◆ **課題の要件**:
- A) 買い替え特約についての文章によると、買い替え特約はどのような方式で使われることが多いですか。
- B) 買い替え特約についての文章を、最後の文の後から書き継いでください。

◆ **文書の抜粋**:

主に、購入予定の物件の売買契約書に組み込む特約を指します。「気に入った物件が見つかったが、旧居が売れるか不安」といったケースに重宝する制度です。
ここでは、買い替え特約の特徴を詳しく解説します。
買い替え特約は売り先行ではなく「買い先行」で利用可能な制度
買い替え特約は、物件購入を先に済ませる「買い先行」で使われることが多いです。
買い先行は仮住まいの必要がなく、新居探しに時間を割けるのが大きなメリットですが、旧居が予定通り売れないと二重ローンになるなど資金計画が不安定になりやすいリスクがあります。しかし、旧居の売却が長引いても、買い替え特約を利用していれば大きな損失を回避できる可能性があります。
買い替え特約は、買い先行の不安をカバーできる有効な手段の一つです。住み替えをスムーズに進めたい方にとって、心強い制度といえるでしょう。

◆ **抽出した行**:

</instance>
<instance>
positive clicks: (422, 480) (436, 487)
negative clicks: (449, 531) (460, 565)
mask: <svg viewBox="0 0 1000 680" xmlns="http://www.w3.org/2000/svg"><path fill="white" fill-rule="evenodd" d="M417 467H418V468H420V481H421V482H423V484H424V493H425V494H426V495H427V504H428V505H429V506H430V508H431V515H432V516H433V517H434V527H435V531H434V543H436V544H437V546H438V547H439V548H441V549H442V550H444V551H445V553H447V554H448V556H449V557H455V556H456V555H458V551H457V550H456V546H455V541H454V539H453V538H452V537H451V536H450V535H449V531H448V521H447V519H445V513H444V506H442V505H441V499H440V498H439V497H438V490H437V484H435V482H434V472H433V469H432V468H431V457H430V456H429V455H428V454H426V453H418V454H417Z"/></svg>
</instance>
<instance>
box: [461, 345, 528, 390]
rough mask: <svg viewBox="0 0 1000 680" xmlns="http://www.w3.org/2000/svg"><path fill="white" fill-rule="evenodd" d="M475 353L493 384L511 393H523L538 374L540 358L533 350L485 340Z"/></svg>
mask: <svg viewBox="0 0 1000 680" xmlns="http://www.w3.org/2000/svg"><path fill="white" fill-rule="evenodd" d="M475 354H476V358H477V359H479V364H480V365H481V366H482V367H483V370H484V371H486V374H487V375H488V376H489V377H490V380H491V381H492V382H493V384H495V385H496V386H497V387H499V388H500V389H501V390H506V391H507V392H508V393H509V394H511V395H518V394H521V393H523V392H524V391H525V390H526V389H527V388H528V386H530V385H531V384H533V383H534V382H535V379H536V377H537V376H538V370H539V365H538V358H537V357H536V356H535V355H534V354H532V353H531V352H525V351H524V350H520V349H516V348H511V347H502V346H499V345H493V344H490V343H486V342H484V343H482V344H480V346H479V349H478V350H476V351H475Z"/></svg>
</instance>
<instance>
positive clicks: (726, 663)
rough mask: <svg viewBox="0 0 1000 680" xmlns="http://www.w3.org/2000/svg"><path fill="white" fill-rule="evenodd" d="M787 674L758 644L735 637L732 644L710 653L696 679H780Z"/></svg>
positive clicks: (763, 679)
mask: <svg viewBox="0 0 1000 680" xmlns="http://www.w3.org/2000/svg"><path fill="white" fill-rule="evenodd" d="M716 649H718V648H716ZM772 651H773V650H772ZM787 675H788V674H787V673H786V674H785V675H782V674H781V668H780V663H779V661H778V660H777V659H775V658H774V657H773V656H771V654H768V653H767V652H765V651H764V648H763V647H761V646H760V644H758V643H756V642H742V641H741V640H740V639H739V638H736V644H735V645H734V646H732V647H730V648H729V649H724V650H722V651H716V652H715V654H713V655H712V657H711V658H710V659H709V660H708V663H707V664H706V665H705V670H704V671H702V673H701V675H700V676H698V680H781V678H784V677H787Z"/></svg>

◆ **解答一覧**:
- A) 物件購入を先に済ませる「買い先行」で使われることが多いです。

- B)
買い替え特約は基本的に「違約金や利用期間の制限」はない
買い替え特約を付けていれば、旧居の売却ができなくても違約金は発生しません。旧居の売却がスムーズに進まず、買い主が新居を購入できない場合、特約なしでは手付金の没収や違約金が発生するリスクがあります。
買い替え特約を付けておくと、事前に支払った手付金は買い主に返却されます。特約があることでトラブルを未然に回避でき、買い主側の負担を軽減できるでしょう。
また、買い替え特約の利用期間は、売り主と買い主双方の意見をすり合わせて、最終的な期間を決定します。制度自体に明確な利用期間は定められていませんが、新居の引渡しから2~3ヵ月後までと定めるのが一般的です。
買い替え特約は一般的に停止条件ではなく「解除条件」にあたる
不動産売買契約は、条件内容によって「停止条件」と「解除条件」に分類されます。
条件が成立するまで契約の法的効力が発生しないものは「停止条件」に該当します。また、条件の成立によって、すでに発生した契約の法的効力を解除できるのが「解除条件」です。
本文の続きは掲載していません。